Please rewrite all of the material below as a numbered list, one number per line, and leave out any blank lines.

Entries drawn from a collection
────────────────

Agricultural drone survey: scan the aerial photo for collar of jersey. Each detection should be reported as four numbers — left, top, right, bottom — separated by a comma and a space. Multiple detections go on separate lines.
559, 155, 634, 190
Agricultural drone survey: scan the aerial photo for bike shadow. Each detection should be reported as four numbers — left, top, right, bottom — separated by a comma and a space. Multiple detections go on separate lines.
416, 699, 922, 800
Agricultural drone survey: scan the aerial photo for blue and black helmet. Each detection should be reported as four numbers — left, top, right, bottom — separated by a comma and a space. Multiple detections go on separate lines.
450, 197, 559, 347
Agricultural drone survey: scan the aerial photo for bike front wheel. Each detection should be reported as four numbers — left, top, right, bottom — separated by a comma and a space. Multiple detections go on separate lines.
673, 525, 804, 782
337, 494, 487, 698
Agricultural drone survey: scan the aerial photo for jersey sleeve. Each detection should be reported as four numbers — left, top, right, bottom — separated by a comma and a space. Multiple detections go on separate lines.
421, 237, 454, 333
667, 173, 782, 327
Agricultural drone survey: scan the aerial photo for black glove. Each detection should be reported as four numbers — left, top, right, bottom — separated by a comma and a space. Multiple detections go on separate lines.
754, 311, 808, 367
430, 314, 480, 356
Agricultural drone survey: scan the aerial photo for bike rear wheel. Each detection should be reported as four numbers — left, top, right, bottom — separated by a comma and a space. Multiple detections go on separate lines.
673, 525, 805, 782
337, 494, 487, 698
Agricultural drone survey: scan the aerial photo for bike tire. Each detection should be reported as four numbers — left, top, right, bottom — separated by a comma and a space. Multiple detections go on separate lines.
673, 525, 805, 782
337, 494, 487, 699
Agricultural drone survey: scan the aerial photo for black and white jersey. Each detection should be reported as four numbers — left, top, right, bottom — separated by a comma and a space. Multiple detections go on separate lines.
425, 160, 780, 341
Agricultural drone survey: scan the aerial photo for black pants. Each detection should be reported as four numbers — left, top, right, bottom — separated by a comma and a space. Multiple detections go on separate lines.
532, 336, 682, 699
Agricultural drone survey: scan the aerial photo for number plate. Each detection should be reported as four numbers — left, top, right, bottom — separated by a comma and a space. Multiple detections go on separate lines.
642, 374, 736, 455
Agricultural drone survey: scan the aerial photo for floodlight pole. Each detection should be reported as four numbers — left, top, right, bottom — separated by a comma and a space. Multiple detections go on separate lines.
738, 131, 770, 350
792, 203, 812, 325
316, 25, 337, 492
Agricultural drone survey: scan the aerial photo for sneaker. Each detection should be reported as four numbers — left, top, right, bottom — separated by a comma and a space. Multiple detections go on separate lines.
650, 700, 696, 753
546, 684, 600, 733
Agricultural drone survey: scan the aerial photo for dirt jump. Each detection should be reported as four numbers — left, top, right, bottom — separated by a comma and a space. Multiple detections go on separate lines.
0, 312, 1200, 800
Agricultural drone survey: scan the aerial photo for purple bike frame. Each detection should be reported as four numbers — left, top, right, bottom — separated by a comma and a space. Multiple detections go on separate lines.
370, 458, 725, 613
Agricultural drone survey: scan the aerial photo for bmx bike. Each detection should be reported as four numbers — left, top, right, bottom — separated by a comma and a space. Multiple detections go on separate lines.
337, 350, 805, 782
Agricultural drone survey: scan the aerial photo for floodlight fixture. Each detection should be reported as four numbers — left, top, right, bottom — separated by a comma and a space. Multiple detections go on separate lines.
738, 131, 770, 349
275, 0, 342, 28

────────────────

> [FINISHED ANSWER]:
1. Agricultural drone survey: scan the aerial photo for collar of jersey. Each detection should be reported as four numbers — left, top, right, bottom — separated by a comma and a space. Multiple detections go on separate lines.
2. 559, 155, 634, 190
3. Agricultural drone survey: scan the aerial photo for bike shadow. Each detection should be reported as four numbers — left, top, right, bottom — separated by a comma and a space. Multiple detections go on separate lines.
4. 416, 699, 922, 800
5. Agricultural drone survey: scan the aerial photo for blue and black helmet. Each detection should be reported as four numbers — left, top, right, bottom — separated by a comma and a space. Multiple detections go on separate lines.
6. 450, 197, 559, 347
7. Agricultural drone survey: scan the aerial photo for bike front wheel. Each detection should be reported as four numbers — left, top, right, bottom — separated by a comma and a space. Multiple detections go on separate lines.
8. 673, 525, 804, 782
9. 337, 494, 487, 698
10. Agricultural drone survey: scan the aerial photo for jersey sleeve. Each detection should be reported as four numbers — left, top, right, bottom — separated by a comma and a space. Multiple detections go on separate lines.
11. 421, 237, 454, 333
12. 667, 173, 782, 327
13. Agricultural drone survey: scan the aerial photo for black glove. Each detection should be reported as four numbers — left, top, right, bottom — separated by a comma and a space. Multiple detections go on separate lines.
14. 754, 311, 808, 367
15. 430, 314, 480, 356
16. Agricultural drone survey: scan the aerial photo for bike rear wheel. Each detection should be reported as four numbers — left, top, right, bottom — separated by a comma and a space. Multiple detections go on separate lines.
17. 673, 525, 805, 782
18. 337, 494, 487, 698
19. Agricultural drone survey: scan the aerial photo for bike tire. Each detection should be reported as four numbers — left, top, right, bottom — separated by a comma and a space. Multiple detections go on separate lines.
20. 673, 525, 805, 782
21. 337, 494, 487, 699
22. Agricultural drone survey: scan the aerial photo for black and white jersey. Each detection should be reported as four numbers — left, top, right, bottom — separated by a comma and a space. Multiple detections go on separate lines.
23. 425, 160, 780, 341
24. Agricultural drone survey: scan the aerial photo for black pants. Each detection should be reported as four numbers — left, top, right, bottom — separated by a comma and a space. Multiple detections go on separate lines.
25. 532, 336, 682, 699
26. Agricultural drone survey: scan the aerial photo for number plate. Each detection should be reported as four numbers — left, top, right, bottom — separated by a comma and a space. Multiple detections go on separate lines.
27. 642, 374, 736, 455
28. Agricultural drone survey: scan the aerial photo for floodlight pole. Each detection should be reported as four numbers — left, top, right, bottom — separated by a comma and a space. Multiple detections go on separate lines.
29. 738, 131, 770, 350
30. 792, 203, 812, 325
31. 316, 25, 337, 492
32. Agricultural drone survey: scan the aerial photo for sneaker. Each detection should be reported as four numbers — left, top, right, bottom — separated by a comma and a space. Multiple detections go on separate lines.
33. 650, 700, 696, 753
34. 546, 684, 600, 733
35. Agricultural drone survey: scan the aerial photo for dirt jump. Each detection should be reported as four numbers — left, top, right, bottom — separated by a comma and a space. Multiple detections go on separate lines.
36. 0, 312, 1200, 800
37. Agricultural drone survey: scan the aerial photo for purple bike frame. Each detection should be reported as four numbers — left, top, right, bottom — separated by a comma and a space. Multiple detections go on separate lines.
38. 370, 458, 725, 613
39. Agricultural drone survey: scan the aerial photo for bmx bike. Each detection should be reported as four numbers — left, top, right, bottom — separated by a comma and a space. Multiple detections go on separate lines.
40. 337, 350, 805, 782
41. Agricultural drone survey: scan the aerial photo for floodlight fixture. Each detection should be reported as four numbers — left, top, right, bottom — separated by a comma and a space. Multiple detections go on separate lines.
42. 738, 131, 770, 349
43. 275, 0, 342, 28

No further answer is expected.